[Сохранённые записи данных]

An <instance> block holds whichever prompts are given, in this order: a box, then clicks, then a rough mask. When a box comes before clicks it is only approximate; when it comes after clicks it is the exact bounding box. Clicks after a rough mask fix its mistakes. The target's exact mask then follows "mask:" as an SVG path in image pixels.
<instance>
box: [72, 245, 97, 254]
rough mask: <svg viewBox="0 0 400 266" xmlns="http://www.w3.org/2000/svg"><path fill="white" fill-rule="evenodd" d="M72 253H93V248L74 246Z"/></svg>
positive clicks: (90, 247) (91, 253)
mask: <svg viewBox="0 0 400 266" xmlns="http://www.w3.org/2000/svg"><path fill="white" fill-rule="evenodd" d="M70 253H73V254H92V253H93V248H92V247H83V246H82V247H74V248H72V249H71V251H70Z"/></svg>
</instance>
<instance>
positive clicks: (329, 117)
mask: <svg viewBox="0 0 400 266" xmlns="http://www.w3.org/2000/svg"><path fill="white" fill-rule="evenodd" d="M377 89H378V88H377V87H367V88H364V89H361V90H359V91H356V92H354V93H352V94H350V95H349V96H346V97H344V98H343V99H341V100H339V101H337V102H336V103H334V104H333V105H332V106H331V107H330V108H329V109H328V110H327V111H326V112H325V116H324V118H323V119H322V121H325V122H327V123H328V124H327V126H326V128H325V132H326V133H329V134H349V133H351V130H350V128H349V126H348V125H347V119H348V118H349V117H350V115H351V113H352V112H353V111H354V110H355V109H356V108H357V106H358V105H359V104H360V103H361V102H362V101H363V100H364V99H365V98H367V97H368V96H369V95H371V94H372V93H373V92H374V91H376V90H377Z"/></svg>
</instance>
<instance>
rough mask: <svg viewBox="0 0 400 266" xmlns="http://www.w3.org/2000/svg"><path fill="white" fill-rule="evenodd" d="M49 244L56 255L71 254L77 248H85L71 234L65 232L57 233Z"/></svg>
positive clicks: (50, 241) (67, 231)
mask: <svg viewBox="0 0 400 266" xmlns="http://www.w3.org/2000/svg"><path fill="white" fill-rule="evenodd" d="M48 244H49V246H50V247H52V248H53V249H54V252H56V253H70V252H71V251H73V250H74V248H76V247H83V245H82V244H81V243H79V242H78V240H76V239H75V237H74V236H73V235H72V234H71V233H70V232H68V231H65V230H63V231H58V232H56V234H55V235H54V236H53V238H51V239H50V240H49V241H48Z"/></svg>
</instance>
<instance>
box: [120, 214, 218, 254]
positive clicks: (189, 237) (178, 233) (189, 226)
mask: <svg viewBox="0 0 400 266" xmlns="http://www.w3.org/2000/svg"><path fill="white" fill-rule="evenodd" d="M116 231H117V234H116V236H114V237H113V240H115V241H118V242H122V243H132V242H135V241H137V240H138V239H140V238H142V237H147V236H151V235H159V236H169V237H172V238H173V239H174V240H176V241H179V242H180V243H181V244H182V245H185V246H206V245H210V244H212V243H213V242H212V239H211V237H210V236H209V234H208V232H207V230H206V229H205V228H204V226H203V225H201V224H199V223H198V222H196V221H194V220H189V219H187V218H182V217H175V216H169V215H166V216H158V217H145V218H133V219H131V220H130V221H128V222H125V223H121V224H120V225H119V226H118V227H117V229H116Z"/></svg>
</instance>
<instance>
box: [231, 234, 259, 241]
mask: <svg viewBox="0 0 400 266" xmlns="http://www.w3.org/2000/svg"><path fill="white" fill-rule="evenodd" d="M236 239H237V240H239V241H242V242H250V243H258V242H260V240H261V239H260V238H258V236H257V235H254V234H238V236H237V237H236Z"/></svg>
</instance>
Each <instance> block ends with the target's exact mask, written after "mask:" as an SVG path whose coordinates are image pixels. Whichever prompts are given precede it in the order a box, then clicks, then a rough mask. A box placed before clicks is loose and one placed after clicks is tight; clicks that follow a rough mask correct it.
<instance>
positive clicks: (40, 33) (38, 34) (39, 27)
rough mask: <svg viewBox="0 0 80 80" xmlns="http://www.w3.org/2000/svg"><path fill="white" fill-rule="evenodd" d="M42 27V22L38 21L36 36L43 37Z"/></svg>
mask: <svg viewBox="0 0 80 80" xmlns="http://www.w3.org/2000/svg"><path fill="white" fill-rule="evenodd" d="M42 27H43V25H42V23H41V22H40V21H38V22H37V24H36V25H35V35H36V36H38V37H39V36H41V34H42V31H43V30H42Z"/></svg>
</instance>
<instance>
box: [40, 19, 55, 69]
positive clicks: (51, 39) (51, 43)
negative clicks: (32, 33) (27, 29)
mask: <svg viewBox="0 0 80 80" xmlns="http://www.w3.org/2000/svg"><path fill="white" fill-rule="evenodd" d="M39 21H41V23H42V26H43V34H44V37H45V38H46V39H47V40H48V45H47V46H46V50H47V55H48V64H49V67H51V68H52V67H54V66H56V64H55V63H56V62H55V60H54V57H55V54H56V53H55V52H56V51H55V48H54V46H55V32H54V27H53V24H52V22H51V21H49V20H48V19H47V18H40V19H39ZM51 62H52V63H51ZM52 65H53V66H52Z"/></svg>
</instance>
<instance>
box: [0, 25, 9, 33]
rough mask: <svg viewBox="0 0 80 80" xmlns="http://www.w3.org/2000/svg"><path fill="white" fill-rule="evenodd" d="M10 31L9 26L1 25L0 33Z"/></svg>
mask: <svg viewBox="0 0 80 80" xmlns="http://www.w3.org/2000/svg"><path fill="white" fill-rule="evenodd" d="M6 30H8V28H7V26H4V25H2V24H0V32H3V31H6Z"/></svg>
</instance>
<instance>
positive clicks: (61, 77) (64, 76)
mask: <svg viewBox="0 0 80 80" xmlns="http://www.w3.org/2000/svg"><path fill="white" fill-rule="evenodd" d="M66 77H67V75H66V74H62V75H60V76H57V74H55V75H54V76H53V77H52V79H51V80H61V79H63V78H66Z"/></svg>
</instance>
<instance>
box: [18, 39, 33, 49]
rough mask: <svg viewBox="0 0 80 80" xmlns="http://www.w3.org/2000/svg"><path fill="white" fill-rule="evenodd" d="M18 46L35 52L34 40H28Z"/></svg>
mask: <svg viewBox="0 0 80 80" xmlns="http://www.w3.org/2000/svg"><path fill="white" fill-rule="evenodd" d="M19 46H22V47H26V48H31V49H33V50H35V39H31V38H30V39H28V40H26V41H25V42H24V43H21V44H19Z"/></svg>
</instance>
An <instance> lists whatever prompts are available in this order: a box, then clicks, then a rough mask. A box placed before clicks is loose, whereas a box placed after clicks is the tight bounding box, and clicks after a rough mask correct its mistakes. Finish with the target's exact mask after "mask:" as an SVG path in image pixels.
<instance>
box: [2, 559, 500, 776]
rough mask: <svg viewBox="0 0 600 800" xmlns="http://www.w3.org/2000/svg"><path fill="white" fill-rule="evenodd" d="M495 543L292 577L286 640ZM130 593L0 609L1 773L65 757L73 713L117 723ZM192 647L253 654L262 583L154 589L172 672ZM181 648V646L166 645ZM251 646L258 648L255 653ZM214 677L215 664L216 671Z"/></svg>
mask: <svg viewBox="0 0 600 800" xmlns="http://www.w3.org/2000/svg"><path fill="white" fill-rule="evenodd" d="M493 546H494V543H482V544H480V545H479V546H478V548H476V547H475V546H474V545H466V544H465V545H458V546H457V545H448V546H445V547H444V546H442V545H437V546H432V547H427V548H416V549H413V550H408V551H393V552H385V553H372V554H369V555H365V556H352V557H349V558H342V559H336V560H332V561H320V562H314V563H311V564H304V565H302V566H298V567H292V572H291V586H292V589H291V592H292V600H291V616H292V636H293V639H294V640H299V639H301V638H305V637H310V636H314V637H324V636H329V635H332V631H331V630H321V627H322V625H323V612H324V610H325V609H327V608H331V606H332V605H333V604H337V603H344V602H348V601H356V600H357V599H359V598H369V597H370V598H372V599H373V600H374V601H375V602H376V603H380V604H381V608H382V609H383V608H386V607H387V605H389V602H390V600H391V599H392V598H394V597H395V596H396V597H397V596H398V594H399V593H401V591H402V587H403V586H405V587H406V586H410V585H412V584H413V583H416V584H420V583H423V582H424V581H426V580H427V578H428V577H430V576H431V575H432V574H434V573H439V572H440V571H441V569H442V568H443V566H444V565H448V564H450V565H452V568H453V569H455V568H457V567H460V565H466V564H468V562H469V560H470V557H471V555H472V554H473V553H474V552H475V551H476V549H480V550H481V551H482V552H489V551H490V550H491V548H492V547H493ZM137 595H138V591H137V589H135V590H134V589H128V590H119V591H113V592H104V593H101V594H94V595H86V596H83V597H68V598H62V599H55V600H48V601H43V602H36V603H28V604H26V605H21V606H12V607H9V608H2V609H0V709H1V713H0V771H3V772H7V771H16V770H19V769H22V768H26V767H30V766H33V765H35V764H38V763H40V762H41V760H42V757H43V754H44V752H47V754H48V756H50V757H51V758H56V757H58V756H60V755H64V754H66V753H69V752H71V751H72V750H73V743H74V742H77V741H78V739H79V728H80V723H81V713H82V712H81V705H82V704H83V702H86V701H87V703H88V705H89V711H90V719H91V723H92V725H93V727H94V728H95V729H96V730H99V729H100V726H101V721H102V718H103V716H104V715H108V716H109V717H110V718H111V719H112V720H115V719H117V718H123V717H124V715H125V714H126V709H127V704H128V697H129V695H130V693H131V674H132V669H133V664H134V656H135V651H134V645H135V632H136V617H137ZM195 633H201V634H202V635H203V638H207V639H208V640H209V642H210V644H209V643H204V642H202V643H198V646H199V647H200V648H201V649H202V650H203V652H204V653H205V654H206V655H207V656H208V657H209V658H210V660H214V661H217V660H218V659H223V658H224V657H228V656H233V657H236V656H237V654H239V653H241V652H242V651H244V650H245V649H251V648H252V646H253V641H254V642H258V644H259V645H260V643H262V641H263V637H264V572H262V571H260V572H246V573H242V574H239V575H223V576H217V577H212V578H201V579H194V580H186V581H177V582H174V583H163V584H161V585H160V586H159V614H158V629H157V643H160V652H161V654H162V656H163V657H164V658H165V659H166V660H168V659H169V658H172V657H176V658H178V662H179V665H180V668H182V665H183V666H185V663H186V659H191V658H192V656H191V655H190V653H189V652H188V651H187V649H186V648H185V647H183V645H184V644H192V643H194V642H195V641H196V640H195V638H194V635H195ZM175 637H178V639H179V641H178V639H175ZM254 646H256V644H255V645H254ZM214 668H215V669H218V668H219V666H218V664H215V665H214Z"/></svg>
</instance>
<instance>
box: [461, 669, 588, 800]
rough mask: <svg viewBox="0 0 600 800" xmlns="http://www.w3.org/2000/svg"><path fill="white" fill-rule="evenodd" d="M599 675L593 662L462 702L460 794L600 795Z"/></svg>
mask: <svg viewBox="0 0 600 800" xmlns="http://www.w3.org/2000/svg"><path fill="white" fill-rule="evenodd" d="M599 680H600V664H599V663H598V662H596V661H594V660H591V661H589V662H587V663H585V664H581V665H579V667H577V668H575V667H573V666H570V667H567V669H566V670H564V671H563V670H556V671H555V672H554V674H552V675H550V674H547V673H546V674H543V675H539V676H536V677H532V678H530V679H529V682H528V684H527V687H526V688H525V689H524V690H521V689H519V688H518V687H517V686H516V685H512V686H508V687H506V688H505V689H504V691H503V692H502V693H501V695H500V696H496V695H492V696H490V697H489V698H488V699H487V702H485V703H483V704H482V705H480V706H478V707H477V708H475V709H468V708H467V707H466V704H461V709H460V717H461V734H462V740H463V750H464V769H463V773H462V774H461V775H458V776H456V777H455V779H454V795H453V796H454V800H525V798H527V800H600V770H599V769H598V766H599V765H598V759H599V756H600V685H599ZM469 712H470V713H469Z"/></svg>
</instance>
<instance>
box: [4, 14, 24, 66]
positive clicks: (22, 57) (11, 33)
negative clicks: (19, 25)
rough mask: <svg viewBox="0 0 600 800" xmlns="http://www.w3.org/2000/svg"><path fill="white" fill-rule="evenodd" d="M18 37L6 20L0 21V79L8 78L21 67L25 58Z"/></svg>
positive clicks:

» **Описание задания**
Начиная с первой строки и заканчивая строкой, содержащей «box: [72, 245, 97, 254]», включительно, замените «approximate» на «rough» и приведите эти строки, сохранив всё остальное без изменений.

» **Ответ на задание**
An <instance> block holds whichever prompts are given, in this order: a box, then clicks, then a rough mask. When a box comes before clicks it is only rough; when it comes after clicks it is the exact bounding box. Clicks after a rough mask fix its mistakes. The target's exact mask then follows "mask:" as an SVG path in image pixels.
<instance>
box: [72, 245, 97, 254]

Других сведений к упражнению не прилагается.